** Opening Supplied passage block **

Over the first 18 months of the project, the project team was assembled and trained to do empirical research as well as understand the issues and underpinning literature on Open Science. We held weekly project meetings, of which one every month was opened up to members of the public, our Advisory Board and selected guests who visited us online to discuss the project and its intersections with their own work on Open Sciences in different locations around the world.
During the first six months of the project, the PI did extensive research towards framing the conceptual underpinnings of the project, which took the forms of a monograph called "Philosophy of Open Science", which has now been published. In addition, she wrote two major papers, one looking at the intersection between Open Science and epistemic diversity (now published in the top journal in the field, Philosophy of Science) and the other investigating the ways in which plant science can be documented and organised to include participation by a variety of expertises (now published in the main Open Access journal in philosophy of biology, PTPBio). At the same time and throughout the first two years of the project, the PI gave dozens of talks to a vast variety of audiences, including philosophers, historians, scientists, data experts, policy-makers and higher education leaders, to alert them to the project and garner feedback on the ways in which we are proposing to bring concerns with diversity and justice into a philosophical conceptualisation of Open Science. The PI also worked on a report on Reproducibility for the Belgian Academy of Science, thereby pushing forward that aspect of the project while benefiting from wide-ranging feedback from Academy members and consultation with research and industry leaders. Last but not least, the PI continued research on COVID-19 data sharing, whose outputs examine in detail the conditions under which an open exchange of information can benefit - or harm! - research on effective pandemic responses.
During months 7-18 of the project, the PI worked intensively with the research fellows and Phd students to define the fieldsites and set up those collaborations in order to pave the way for fieldwork. Collaborations are now established with major institutions in Ghana, Italy, Greece, the US and India. Establishing collaborations took months longer than expected, due to pandemic-related delays.
The PI has worked with the Research Fellows to set up their conceptual contributions, including on data integration and modelling in ethological research, as well as on the choice of variables in space experiments (and its implications for curating and re-using those results, when they are made widely accessible). With both research fellows, we also started to draft the proposals for special collections on research environments and epistemic injustice, as originally planned for the project.

** Closing Supplied passage block **
** Opening Extracted data block **

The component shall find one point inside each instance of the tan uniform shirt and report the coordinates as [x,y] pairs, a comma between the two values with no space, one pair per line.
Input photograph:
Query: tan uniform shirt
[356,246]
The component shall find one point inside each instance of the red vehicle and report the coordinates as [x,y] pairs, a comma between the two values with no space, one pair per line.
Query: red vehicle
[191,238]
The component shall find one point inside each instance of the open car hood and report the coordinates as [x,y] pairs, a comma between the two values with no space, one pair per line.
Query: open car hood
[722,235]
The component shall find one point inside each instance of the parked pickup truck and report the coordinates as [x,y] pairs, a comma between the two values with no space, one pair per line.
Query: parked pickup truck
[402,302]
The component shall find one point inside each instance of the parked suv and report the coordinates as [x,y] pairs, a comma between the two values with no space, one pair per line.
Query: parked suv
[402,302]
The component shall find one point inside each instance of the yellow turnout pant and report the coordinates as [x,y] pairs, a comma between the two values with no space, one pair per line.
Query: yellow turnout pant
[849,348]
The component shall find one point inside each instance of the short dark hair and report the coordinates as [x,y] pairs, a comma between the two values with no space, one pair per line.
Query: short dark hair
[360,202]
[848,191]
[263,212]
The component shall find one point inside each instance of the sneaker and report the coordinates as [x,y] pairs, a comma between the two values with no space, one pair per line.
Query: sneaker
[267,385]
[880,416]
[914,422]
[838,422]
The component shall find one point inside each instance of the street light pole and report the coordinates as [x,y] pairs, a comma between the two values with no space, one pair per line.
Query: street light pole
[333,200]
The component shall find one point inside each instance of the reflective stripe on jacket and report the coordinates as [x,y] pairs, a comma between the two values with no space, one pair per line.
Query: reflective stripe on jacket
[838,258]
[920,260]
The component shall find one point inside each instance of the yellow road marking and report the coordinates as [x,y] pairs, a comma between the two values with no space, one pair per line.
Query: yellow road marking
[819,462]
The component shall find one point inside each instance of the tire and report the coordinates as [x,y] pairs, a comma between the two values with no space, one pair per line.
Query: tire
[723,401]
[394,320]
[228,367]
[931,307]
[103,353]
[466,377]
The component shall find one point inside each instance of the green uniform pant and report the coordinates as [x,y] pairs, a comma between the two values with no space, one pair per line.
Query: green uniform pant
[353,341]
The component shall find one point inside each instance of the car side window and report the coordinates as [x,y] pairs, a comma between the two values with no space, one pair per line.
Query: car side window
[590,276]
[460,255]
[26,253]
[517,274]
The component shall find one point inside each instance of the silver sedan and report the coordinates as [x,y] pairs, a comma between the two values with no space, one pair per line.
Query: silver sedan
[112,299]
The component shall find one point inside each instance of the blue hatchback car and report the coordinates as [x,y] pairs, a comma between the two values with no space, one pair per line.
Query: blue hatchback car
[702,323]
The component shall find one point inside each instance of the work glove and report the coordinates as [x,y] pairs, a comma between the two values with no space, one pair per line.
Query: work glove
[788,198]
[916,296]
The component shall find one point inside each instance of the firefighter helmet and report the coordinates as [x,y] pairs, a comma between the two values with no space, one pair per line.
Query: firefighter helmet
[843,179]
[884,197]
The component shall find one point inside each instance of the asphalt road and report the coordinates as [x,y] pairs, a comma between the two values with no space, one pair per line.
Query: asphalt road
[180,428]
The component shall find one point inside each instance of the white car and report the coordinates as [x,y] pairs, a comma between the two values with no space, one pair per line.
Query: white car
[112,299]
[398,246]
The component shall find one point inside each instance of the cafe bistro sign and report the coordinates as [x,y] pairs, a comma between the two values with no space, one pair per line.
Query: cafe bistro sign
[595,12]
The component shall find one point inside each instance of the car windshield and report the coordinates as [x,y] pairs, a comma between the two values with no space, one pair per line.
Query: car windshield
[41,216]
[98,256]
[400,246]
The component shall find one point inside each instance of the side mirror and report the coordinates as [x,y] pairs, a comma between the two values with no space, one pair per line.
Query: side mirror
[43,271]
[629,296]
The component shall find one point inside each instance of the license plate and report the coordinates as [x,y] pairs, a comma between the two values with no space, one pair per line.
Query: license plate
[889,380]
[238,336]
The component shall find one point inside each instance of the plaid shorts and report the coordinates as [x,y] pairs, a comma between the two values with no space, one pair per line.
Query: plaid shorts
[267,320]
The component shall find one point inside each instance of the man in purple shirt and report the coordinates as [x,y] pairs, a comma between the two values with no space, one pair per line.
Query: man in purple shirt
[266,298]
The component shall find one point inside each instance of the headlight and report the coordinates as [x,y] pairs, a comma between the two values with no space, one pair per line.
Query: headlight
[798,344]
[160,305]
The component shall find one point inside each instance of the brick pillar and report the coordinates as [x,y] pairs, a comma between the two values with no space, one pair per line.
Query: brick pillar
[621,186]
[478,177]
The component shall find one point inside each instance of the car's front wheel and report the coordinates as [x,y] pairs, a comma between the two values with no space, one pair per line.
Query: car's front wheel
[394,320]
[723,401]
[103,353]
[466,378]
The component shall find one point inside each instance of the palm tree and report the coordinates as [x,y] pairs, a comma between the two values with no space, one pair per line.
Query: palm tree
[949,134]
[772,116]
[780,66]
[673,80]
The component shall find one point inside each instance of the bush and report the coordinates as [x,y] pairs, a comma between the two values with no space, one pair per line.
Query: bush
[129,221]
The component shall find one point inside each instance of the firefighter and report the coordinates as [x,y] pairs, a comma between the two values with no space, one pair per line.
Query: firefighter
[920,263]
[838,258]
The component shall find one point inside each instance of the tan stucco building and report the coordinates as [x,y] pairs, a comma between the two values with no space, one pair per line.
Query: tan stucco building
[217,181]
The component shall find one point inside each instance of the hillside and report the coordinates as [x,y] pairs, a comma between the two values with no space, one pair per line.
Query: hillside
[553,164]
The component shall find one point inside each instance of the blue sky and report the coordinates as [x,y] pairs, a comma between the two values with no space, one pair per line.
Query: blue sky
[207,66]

** Closing Extracted data block **

## Work task
According to the Open Science project report, which countries have institutions that now collaborate with the project? The records aren't needed for this.

## Response below
Ghana, Italy, Greece, the US and India.